• WORK TO BE COMPLETED
Copy out, from the entries below, each line holding the string "shirt".

[Recorded data]
○ ○ ○ ○ ○ ○ ○

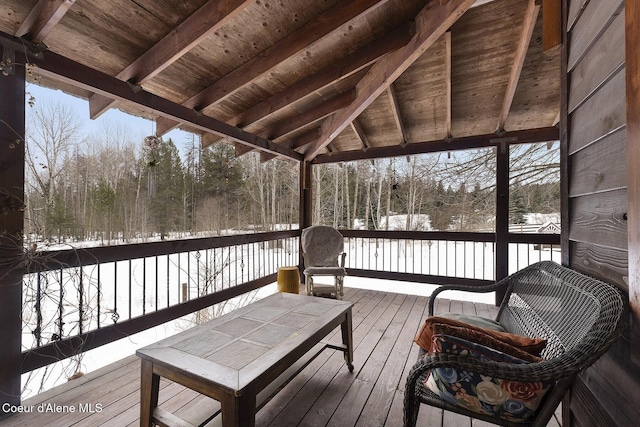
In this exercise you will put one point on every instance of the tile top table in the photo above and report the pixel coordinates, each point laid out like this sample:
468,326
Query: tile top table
235,356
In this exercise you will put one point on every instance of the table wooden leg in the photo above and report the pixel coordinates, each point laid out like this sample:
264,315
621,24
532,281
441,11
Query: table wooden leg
239,411
347,339
149,387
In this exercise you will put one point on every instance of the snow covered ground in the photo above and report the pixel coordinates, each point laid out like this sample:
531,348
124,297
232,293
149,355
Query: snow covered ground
146,284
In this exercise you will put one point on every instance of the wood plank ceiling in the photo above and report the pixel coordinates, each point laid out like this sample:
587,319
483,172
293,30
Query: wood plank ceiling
301,78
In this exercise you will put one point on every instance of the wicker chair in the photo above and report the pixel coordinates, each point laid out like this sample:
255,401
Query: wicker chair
323,252
581,318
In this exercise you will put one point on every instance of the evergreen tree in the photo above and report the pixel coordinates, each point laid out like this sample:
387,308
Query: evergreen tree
166,189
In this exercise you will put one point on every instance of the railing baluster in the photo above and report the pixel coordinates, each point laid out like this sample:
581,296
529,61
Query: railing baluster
38,308
80,301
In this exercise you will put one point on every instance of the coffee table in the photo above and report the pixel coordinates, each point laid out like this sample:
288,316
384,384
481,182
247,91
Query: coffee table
233,357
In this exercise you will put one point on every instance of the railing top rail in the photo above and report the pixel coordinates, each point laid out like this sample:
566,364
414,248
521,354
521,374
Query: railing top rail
420,235
51,260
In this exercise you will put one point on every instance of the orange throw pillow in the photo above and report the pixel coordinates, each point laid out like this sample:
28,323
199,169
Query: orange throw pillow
530,345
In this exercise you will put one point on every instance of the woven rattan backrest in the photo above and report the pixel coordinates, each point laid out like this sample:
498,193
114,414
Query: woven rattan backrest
321,246
565,307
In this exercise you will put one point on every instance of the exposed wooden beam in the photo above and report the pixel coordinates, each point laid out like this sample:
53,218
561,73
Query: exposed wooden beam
528,25
293,43
352,64
632,41
431,22
42,18
551,24
306,138
439,145
12,267
362,136
350,81
57,67
395,111
201,24
448,80
289,125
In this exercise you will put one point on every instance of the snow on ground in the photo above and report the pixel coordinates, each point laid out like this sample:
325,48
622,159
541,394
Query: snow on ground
456,259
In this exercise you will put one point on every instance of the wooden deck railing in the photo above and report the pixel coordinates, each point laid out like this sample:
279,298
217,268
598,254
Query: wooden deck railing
77,300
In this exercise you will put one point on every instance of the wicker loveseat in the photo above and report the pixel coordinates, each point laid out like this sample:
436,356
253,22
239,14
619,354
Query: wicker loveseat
580,317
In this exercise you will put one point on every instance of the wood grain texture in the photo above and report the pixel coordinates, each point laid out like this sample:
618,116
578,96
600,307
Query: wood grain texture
632,31
603,114
600,167
600,219
202,23
431,23
601,62
604,263
528,25
593,21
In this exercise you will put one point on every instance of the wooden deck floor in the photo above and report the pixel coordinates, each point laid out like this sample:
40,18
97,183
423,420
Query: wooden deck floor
325,393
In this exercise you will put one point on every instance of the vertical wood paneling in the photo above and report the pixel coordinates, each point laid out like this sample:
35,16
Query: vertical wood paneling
601,115
599,64
602,262
600,167
600,202
575,9
12,155
600,219
595,18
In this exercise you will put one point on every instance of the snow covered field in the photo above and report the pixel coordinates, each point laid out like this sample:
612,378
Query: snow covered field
144,285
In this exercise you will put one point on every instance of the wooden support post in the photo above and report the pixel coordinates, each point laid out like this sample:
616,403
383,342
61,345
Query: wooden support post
502,215
185,292
565,214
12,152
306,203
632,36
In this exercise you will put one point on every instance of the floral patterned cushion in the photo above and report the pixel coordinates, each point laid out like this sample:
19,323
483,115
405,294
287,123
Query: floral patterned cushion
511,400
530,345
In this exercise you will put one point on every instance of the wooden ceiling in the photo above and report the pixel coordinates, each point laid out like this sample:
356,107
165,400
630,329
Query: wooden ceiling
302,78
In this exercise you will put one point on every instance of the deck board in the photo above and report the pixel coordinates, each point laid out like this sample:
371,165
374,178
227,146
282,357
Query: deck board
325,393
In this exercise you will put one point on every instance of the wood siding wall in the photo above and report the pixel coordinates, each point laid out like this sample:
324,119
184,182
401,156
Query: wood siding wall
608,393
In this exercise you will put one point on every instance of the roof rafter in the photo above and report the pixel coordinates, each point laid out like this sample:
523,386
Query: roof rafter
545,134
313,31
431,22
349,81
42,18
349,65
300,141
57,67
362,136
528,25
448,80
289,125
204,22
395,111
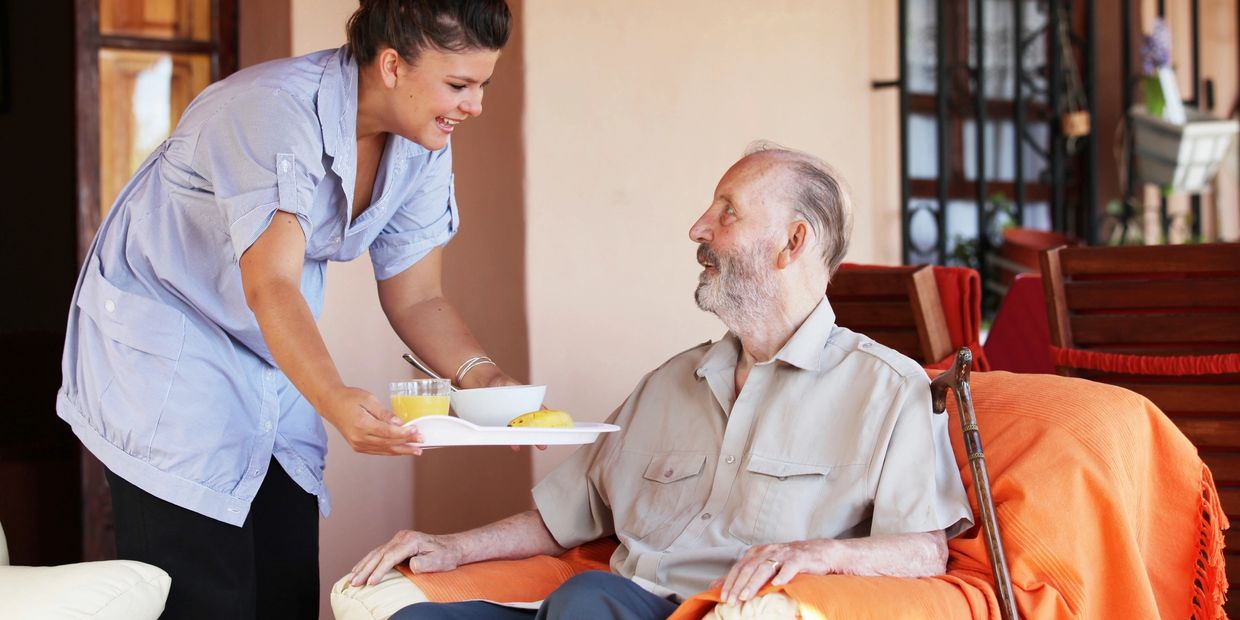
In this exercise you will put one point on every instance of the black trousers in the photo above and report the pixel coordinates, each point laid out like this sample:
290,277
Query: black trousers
265,569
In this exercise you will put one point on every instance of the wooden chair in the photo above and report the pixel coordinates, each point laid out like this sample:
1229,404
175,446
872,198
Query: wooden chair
1163,321
897,306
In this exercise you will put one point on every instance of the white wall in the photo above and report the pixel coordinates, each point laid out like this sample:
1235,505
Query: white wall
634,109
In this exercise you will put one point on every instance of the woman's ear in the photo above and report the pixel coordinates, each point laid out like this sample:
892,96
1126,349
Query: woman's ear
797,237
388,62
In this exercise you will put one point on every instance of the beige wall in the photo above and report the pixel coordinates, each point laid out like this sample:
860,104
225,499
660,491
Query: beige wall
634,109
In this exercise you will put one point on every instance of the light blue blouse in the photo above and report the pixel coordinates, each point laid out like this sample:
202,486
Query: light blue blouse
168,378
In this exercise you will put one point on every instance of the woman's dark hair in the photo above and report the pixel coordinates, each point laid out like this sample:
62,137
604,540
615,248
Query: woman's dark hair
409,26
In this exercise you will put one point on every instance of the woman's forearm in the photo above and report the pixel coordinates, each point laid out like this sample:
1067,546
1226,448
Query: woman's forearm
437,332
293,337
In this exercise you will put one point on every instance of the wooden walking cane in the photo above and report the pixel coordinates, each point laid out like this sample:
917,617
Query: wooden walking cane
956,378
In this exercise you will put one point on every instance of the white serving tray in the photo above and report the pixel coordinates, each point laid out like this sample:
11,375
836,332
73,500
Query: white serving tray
444,430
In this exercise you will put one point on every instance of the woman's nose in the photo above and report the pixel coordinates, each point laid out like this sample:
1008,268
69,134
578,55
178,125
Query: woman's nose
473,106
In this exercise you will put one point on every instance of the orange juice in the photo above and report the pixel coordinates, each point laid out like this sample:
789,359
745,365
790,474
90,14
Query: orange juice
409,407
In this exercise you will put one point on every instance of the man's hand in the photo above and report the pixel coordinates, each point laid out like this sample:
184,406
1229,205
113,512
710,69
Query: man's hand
367,424
425,553
908,554
776,563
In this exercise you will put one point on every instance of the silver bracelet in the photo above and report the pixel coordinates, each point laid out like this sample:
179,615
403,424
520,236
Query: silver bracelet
469,365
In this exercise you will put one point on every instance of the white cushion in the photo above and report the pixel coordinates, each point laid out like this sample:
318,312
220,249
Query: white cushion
115,589
378,602
768,606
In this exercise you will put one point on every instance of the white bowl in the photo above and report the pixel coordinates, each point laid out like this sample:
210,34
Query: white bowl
496,407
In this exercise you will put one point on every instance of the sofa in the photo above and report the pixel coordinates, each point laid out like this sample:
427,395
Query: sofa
1104,507
106,590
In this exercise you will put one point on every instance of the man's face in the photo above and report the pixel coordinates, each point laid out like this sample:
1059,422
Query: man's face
738,239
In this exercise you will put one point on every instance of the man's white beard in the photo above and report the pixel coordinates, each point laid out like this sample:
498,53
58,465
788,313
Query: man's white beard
743,292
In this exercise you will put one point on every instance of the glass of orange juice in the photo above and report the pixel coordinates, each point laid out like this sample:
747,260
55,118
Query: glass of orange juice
413,399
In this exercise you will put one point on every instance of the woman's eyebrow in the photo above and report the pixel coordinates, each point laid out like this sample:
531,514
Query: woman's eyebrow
469,79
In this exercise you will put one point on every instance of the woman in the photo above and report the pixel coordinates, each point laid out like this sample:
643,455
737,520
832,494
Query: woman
192,366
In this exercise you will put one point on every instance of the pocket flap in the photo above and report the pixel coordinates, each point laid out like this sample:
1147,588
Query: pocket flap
129,319
769,466
670,468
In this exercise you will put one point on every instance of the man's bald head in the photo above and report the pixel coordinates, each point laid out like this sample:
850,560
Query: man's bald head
815,192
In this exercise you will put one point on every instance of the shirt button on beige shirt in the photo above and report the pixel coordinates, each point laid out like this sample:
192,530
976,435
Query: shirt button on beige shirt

○ ○ ○ ○ ○ ○ ○

• EXERCISE RESULT
In this exercise you will put one point on every instance of the shirt button on beige shirt in the photo above and report the pixel coordinates, each point laid out like this sample:
Query: shirt button on beige shirt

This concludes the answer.